Masada
7.9
Masada

Série ABC (1981)

Voici un retour dans le passé, bien avant que Rome ne relance l'intérêt de la TV pour les péplum en feuilleton, avec leur lot de jupette, de paires de seins, de luxures, de trahison et d'hémoglobine. Il fut un temps pas si lointain où la TV pouvait livrer de belle réussites sans aller à la pêche aisée du spectateur en mal de voyeurisme décadent.


Avant le coup de grâce asséné par Xéna et Hercule qui coula le genre jusque HBO remette le couvert, ABC eut l'idée assez heureuse d'adapter un roman de Ernest Gann - The Antagonist - que je n'ai pas lu. Alors pourquoi en parler ? Pour faire le malin, pardi ! Non, en fait (enfin si quand même un peu, fo po déconner on s'la joue quand même je commente une série de niche là ^^U) c'est parce que le générique fait référence à cette oeuvre que j'ai réussi à dégotter en occasion et que je vais lire avec intérêt.


L'idée heureuse ne vient donc pas de cette adaptation que je n'ai pas encore lue mais de celle de cette histoire narrée par Flavius Joseph, au Ier siècle de notre ère. Le roman de Gann repose en effet sur un épisode célèbre qui vint mettre fin à la Guerre des Juifs, la chute de Massada, ultime bastion des Juifs refusant de se plier à la volonté romaine. Après un siège dantesque pour les Romains, la forteresse fini par être prise dans un conclusion qui reste encore sujette à caution (les défenseurs se seraient tous suicidés, ce qui visiblement est loin d'être une certitude au regard des interdits religieux). Flavius Joseph a la particularité d'être Juif, d'être passé dans le camps romain et donc d'être un témoin de premier ordre de ces faits. Massada reste encore aujourd'hui un élément majeur de la mémoire juive et, ce faisant, israëlienne.


Cette adaptation (on y vient enfin) repose sur plusieurs piliers qui la porte bien haut dans mon coeur. Primo, des moyens, et non des moindres : on a reconstruit un camp romain, on a tourné sur les lieux de l'époque, à Massada, donc, on a mobilisé moults figurants : Masada est une super production comme a pu l'être un Cléopâtre tourné une quinzaine d'année plu tôt, toute proportion gardée bien entendu devant la démesure absolue du film de Joseph L. Mankiewicz. Que ça fait du bien de voir des angles en trompe l'oeil, de voir des maquettes, des inserts, des figurants courant partout ! Sans les pixels, le charme est authentiquement jouissif.

**CONSIGNES ÉCRITES**:
1) Selon la critique de la série Masada, de quel roman d'Ernest Gann la série est-elle l'adaptation ?
2) Poursuivez la critique de la série Masada à partir de sa dernière phrase.
Les lignes constituent un matériau distinct de la critique de la série Masada.

**MATÉRIEL FOURNI**:
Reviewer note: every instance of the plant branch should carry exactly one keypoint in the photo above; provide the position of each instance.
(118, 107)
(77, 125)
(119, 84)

**RÉPONSES FINALES**:
1) The Antagonist.

2)
Seconde force majeur, le jeu et la réalisation. Oui, c'est parfois théâtral. C'est que face aux Us et Coutumes modernes, nous sommes à une autre époque ; ici, le théâtre servait encore de porte d'entrée pour ceux qui étaient, encore, d'authentiques stars. Alors quoi, je me la joue vieux con ? Oui, sans problème. Les bons voire excellents acteurs d'aujourd'hui sont loin d'égaler la carrière immenses de stars passées. Quand Peter O'Toole porte son regard vide avec mélancolie vers son verre, c'est moins sexy que Russel Crowe ou Brad Pitt, mais perso, je prends bien plus de plaisir. Ici, tout est dans un regard, une expression. Les dialogues sont fouillés, les tensions palpables. Peter Strauss est formidable, les deux rencontres avec Flavius Silva (O'Toole) sont dignes des meilleurs moments du genre. Oui, c'est vieux, oui, ça manque de punch, mais que c'est bon. Pas de violence gratuite, pas de cul facile alors qu'il y avait moyen avec la très belle Barbara Carrera, tout est dans la finesse et le bon goût. La violence est suggérée, narrée, le sexe est tendu sous un voile pudique mais ô combien plus excitant telles ces robes à peines transparentes de Sheva : la grande classe.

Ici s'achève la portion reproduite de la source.